‘We never saw anybody wash their hands’

THE Dublin County Corner said that 87-year-old Mrs Mary McDonald might have gone home but for a Clostridium Difficile infection.

Dr Kieran Geraghty expressed concern at the number of outbreaks of Clostridium Difficile (C Diff) at Loughlinstown hospital and questioned consultant physician and geriatrician, Dr Morgan Crowe, as to the hospital’s existing infection control policy.

“Mrs McDonald was ill, but she might have gone home but for the Clostridium Difficile infection,” the coroner told the court.

“The problem is that the Clostridium Difficile spores are in the hospital and something should be done about it,” he said.

“To address the issue of hospital-acquired infection you need a comprehensive hospital policy and the expertise and facilities to implement that policy,” said Dr Crowe.

“I do feel there is a need for a team, a policy and a microbiologist. Consultants at the hospital have been calling for the appointment of a consultant microbiologist for the past two years,” he told the court.

§ **Recorded information**:
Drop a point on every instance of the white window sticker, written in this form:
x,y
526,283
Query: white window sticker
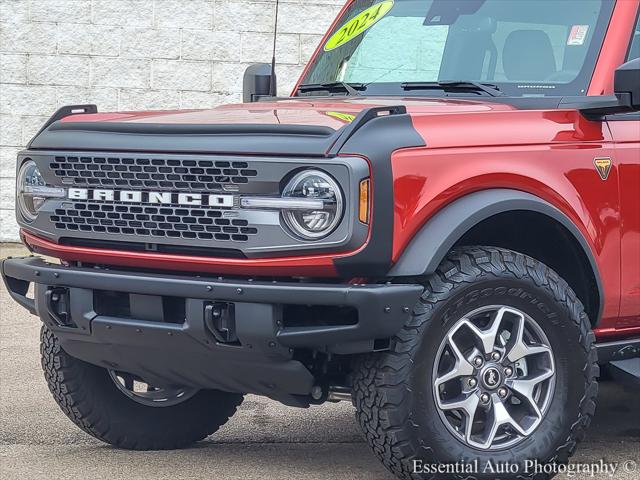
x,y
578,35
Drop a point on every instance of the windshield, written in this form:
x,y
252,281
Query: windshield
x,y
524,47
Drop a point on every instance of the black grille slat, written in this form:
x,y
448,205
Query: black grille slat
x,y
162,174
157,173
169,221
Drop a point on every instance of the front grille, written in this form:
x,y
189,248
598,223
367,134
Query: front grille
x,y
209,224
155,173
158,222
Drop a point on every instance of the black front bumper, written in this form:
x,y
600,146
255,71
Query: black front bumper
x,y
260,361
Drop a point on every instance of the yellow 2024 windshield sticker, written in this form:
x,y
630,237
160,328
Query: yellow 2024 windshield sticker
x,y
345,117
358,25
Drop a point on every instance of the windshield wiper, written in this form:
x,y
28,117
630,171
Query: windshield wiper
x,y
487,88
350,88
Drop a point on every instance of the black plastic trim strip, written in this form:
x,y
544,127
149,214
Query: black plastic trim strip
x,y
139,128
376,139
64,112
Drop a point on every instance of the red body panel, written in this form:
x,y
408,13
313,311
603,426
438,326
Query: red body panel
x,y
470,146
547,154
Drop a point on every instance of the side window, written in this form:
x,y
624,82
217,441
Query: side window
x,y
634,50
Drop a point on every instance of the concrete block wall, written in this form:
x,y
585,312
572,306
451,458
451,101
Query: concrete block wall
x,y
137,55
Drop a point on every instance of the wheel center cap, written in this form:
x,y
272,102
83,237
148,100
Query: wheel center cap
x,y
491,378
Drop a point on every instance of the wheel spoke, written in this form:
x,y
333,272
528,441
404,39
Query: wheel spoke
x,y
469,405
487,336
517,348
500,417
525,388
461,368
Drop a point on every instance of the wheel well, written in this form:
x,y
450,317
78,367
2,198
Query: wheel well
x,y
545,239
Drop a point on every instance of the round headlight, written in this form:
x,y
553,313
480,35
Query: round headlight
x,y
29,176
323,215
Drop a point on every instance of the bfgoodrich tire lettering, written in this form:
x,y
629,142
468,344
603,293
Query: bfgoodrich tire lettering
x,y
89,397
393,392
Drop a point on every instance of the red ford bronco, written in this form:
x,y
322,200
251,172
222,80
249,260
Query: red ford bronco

---

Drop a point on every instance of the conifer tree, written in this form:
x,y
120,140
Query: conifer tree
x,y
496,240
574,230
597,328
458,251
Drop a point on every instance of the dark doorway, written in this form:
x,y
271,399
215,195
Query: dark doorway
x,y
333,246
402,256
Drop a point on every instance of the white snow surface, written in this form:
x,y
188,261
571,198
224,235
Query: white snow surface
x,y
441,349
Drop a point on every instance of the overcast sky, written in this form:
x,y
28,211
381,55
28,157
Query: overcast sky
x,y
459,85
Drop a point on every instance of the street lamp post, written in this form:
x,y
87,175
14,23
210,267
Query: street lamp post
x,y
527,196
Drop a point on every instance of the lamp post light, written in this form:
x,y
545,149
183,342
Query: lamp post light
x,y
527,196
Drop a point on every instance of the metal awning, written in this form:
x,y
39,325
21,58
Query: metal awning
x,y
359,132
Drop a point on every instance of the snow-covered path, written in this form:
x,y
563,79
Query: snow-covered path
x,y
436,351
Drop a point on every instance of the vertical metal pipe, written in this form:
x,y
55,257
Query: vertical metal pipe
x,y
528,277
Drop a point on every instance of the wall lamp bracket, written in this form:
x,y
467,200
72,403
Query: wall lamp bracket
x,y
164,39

§ **Task requirements**:
a) According to the Clostridium Difficile article, for how long have consultants at the hospital been calling for a consultant microbiologist to be appointed?
b) Copy out the passage of the Clostridium Difficile article between "THE Dublin County" and "said Dr Crowe.", inclusive.
The items come from a source separate from the Clostridium Difficile article.

§ **Answer section**:
a) For the past two years.

b)
THE Dublin County Corner said that 87-year-old Mrs Mary McDonald might have gone home but for a Clostridium Difficile infection.

Dr Kieran Geraghty expressed concern at the number of outbreaks of Clostridium Difficile (C Diff) at Loughlinstown hospital and questioned consultant physician and geriatrician, Dr Morgan Crowe, as to the hospital’s existing infection control policy.

“Mrs McDonald was ill, but she might have gone home but for the Clostridium Difficile infection,” the coroner told the court.

“The problem is that the Clostridium Difficile spores are in the hospital and something should be done about it,” he said.

“To address the issue of hospital-acquired infection you need a comprehensive hospital policy and the expertise and facilities to implement that policy,” said Dr Crowe.